### Task statement:
Write the next portion of the commentary below on the panel debate about China and free markets, starting after its final sentence and before the material that follows.

# start of Page excerpt

Orville, talking to himself, asked a rather interesting question: “do developing countries want to be the US or China?” He followed it up by saying “a number of Chinese have gone home” which I assume means back to their ancestral provinces and not to their mothership. He ended by saying that when he has gone to China he “feels an amazing sense of energy” and that the young Chinese have “great American virtues” like a “can do” attitude. I believe the French call it a certain je nais c’est quo. So yeah, people in other countries, of all ages, also do in fact have “can do” attitudes. He never says how many Chinese people have hai gui “returned home” like sea turtles. Nor does he answer his own rhetorical question.
Ian tries to get things back on track once again by trying to take what Orville dealt, noting that “China does not have that kind of luster globally. They [PRC] have to support Chinese markets and Chinese companies.” That the “US wants broader markets by pushing the Doha-round and TPP. China wants its own standard as opposed to a global standard. China eroded global free markets and as China grows larger the problem grows.” From a free-market perspective the WTO and TPP are really just managed trade associations. Sure they are marginally better than restricted trade, but they can hardly be called free-trade agreements. In fact, the TPP probably is even more political in nature because the US basically invited everyone along the Pacfic but China to be a part of it.
For those counting: Peter, Ian and Minxin are tied at nothing and Orville is at negative eleventy niner.
In this part of the debate, members of the audience were given a chance to ask panel members questions. The first question was asked regarding the labor market in China.
Minxin responded by saying that “the labor market is not free” and that “in terms of urban mobility there is lots of discrimination” towards those from the countryside. Rural migrants “don’t receive benefits, not qualified for public schools but must send their kids to substandard private schools.” Yea, Minxin loses a point for not defending capitalism, but rather defending public expenditures. After all, who should be determining education needs? A central planning committee or private individuals? If anything this should be a good case-study for why rural migrants and everyone else, should be allowed to keep their tax money so they can spend it however they see fit, including education.
Minxin -1 point.
Peter got himself in a pickle by getting a little sidetracked in his response, “US minimum wage laws make it illegal to hire a pretty sizable portion of the population.” The US government tells businesses “who to hire, who to promote and creates great expenses including opening yourself up to litigation.” And as a consequence “there are so many ways to be sued in the US, businesses don’t want to get in cross hairs of these mandates.” That sounds plausible from a free-market position and he could probably give evidence of hiring freezes due to uncertain political and legal climates. However he steps on a landmine that Rand Paul walked on a few years ago too, “businesses don’t have to worry about being sued by employee in China, if an employee got passed up with a promotion or handicapped, or race. They have fewer rules, negotiate without interference from the government.”

# end of Page excerpt
# start of Data shown

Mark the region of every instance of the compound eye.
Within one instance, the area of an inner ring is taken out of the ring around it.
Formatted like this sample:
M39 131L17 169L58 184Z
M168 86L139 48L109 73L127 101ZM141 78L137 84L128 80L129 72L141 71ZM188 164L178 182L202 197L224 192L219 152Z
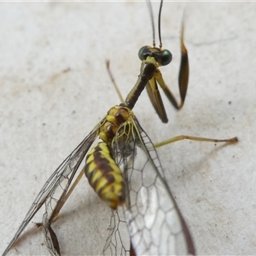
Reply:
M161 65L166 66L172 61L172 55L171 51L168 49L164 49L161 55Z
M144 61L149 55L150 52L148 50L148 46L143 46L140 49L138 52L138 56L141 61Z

# end of Data shown
# start of Data shown

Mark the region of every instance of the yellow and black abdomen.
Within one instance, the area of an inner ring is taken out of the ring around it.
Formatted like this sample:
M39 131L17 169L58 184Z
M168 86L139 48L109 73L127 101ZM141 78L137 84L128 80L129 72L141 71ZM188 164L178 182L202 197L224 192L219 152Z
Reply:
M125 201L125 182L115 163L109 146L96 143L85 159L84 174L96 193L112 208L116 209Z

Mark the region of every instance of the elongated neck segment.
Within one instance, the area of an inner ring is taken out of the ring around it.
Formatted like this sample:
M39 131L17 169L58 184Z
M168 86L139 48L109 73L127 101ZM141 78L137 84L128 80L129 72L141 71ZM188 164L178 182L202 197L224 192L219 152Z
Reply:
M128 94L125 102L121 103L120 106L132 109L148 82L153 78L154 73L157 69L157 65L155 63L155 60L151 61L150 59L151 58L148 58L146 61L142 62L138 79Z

# end of Data shown
# start of Data shown

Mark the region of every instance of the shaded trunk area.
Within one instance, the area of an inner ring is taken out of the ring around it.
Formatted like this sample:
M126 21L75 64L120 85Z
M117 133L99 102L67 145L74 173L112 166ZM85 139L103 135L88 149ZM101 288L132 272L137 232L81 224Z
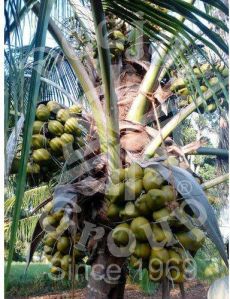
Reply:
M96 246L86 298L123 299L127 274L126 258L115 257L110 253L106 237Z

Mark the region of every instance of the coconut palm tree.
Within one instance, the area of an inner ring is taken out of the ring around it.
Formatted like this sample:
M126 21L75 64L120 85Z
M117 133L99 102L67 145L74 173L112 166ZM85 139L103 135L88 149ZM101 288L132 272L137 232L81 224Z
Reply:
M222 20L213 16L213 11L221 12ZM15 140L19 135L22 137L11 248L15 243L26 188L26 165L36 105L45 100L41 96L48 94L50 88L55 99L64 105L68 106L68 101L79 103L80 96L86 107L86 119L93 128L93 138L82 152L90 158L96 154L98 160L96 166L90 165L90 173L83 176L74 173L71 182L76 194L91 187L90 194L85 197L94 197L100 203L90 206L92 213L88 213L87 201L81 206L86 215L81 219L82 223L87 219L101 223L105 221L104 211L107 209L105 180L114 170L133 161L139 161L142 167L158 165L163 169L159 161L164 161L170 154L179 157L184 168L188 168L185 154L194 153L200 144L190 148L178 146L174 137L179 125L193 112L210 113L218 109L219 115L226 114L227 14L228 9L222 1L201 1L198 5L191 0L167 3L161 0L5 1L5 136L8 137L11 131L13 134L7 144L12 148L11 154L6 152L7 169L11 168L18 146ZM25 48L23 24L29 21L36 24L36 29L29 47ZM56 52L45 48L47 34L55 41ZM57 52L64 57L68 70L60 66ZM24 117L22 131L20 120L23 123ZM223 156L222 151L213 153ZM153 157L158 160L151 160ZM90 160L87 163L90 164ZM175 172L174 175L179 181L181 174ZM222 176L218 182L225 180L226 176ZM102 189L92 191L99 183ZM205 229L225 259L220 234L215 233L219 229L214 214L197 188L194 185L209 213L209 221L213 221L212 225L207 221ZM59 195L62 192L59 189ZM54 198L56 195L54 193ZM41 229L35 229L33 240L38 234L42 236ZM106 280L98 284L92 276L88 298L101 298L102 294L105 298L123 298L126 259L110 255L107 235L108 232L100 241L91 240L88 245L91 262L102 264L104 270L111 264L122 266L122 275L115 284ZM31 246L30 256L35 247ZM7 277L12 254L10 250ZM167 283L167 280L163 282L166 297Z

# end of Data shown

### Task result:
He made those claims about hiring people in China without citing anything. Has he tried to start a business in China? Has he dealt with employee lawsuits? ChinaLawBlog has some very interesting cases regarding some of these HR issues and yes, contrary to what Peter says, there are lots of rules, on the sometimes-enforced book.
The next question made the audience all laugh because the person notes that Orville and Peter are on the same team yet have two different believes. Peter quickly notes that he is in favor of “bottom-up” decision making as opposed to Orville’s desire for more “top-down” control.
The question after was “Human Rights, does it play a role in capitalism.”
Orville managed to stay on topic and said that the no one should “imitate what is going on in China” and that “authoritarian capitalism does stuff like that.” This begs the question: is it the ‘authoritarian’ or the ‘capitalism’ that crushes the jackboot through hoi polloi’s door?
Ian responded to the question stating that “We can’t compare human rights with China, it will bite you in the hiney. China wants state Internet, wants to control Facebook and Twitter.” In contrast “you do actually know what the US is going on, we found out about Solyndra.” Whereas in China “they don’t want to tell you about Solyndra and this doesn’t facilitate creative destruction.” Ian makes a good case about transparency here in the US. We have legal opposition groups, we have independent resources such as social media that anyone can anonymously use. Sure there are lots of abuses and cronyism that still take place, but the CCP thinks everyone is out to get them, to topple them and are scared of what you might say behind their back in a mere 140 characters. One point for Ian. And to be even handed, the State departments handling of the Wikileaks affair was and continues to be a farce. But no one pointed that out.
Ian +1 point.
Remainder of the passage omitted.